* TASKS FOR THIS EXERCISE
a - In the text below about the Victor Babeș hospital in Timișoara, since what year has the hospital carried Victor Babeș's name?
b - Turn the paragraph of the Victor Babeș hospital text that begins "In 1925, construction began" into a short bulleted list that keeps its main facts.
c - The Victor Babeș hospital text below describes the staff who attended the 70 beds. List every kind of staff member named there, with how many of each.

Geography
- Location: Timișoara, Romania
- Coordinates: 45°46′5″N 21°15′32″E﻿ / ﻿45.76806°N 21.25889°E

Organisation
- Funding: Public hospital
- Type: Specialist

Services
- Emergency department: Yes
- Beds: 235
- Speciality: Infectious diseases

History
- Construction started: 1925
- Opened: 1932

Links
- Website: www.vbabestm.ro

= Victor Babeș Infectious Diseases Hospital =

The Victor Babeș Clinical Hospital for Infectious Diseases and Pneumophthisiology (Spitalul Clinic de Boli Infecțioase și Pneumoftiziologie „Victor Babeș”) was founded in 1925 in the Green Forest of Timișoara as the only infectious diseases hospital in western Romania. It bears the name of Romanian pathologist Victor Babeș since 1952.
== History ==
In 1925, construction began on the current infectious diseases hospital building (the old pavilion) and the annex building (which now houses the hospital pharmacy). On 21 September 1932, the newly completed pavilion was designated for the treatment of patients with communicable diseases, including tuberculosis (TB). Prior to the opening of the new TB pavilion in 1942, the epidemic hospital operated with 50 beds for infectious diseases and 20 beds for TB patients. These 70 beds were attended to by four nurses, a sanitary officer, a disinfectant, and two maids.

* EXTRACTED DATA
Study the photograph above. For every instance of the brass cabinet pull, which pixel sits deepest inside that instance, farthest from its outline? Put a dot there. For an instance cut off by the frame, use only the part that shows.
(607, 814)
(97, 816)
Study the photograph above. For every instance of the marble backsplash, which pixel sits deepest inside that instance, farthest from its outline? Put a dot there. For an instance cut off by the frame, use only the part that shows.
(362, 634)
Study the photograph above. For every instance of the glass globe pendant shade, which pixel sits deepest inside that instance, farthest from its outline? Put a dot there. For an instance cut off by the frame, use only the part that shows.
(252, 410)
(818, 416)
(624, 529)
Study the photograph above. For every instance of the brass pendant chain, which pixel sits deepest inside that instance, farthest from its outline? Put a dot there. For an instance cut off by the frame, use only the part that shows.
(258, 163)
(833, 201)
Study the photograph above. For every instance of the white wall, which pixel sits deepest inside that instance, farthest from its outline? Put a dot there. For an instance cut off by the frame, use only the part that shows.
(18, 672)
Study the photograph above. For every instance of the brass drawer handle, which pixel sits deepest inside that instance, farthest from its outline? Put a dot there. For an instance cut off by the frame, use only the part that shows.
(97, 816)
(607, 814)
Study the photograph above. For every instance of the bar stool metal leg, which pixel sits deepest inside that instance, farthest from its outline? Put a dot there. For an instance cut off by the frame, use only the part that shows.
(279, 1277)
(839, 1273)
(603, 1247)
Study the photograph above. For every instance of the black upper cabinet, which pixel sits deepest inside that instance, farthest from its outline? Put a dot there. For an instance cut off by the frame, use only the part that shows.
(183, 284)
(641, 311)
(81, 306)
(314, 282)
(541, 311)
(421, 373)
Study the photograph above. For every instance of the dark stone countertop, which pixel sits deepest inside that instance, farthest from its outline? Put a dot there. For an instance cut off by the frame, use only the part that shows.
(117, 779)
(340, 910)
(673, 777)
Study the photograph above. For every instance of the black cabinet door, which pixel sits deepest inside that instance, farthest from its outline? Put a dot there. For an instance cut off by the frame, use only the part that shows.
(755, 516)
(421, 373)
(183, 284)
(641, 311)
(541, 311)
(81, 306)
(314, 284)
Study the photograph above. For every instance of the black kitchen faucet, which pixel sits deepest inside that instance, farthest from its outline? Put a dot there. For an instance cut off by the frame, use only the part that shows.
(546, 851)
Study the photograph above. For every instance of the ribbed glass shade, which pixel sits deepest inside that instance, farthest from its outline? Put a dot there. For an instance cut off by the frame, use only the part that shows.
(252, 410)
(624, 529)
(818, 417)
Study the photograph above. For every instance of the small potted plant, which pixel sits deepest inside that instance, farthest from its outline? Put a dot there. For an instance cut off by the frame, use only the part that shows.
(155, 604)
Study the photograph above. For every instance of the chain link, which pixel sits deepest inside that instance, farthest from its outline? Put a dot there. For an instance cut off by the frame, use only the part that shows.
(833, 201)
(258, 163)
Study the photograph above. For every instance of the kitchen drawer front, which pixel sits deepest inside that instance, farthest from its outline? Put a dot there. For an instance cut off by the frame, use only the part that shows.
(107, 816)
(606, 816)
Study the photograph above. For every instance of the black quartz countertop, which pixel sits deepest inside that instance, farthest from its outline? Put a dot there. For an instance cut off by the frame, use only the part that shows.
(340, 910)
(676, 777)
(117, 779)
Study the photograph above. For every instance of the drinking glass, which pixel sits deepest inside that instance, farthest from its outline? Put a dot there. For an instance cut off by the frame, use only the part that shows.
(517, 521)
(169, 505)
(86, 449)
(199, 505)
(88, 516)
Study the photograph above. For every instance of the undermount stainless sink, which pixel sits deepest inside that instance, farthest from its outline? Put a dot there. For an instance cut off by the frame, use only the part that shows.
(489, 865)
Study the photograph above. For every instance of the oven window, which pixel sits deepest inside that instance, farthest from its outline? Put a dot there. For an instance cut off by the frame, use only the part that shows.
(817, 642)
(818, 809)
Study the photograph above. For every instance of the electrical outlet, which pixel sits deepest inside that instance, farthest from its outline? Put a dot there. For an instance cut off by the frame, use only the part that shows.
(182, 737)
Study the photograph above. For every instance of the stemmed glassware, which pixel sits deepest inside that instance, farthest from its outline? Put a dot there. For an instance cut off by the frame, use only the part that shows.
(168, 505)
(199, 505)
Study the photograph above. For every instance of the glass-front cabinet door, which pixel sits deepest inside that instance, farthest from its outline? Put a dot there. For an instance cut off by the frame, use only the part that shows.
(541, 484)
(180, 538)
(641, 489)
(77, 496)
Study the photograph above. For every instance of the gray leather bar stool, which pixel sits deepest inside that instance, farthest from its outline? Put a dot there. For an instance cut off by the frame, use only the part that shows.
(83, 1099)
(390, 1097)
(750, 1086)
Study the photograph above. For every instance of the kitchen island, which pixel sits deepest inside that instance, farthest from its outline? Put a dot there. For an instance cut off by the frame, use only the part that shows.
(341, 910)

* YOUR RESPONSES
a - 1952

b -
- 1925: Construction began on the current infectious diseases building (the old pavilion) and the annex, which now houses the hospital pharmacy.
- 21 September 1932: The finished pavilion was set aside for patients with communicable diseases, including TB.
- Before the new TB pavilion opened in 1942, the epidemic hospital had 50 beds for infectious diseases and 20 for TB.
- Staff for these 70 beds: four nurses, a sanitary officer, a disinfectant and two maids.

c -
- Nurses: four
- Sanitary officer: one
- Disinfectant: one
- Maids: two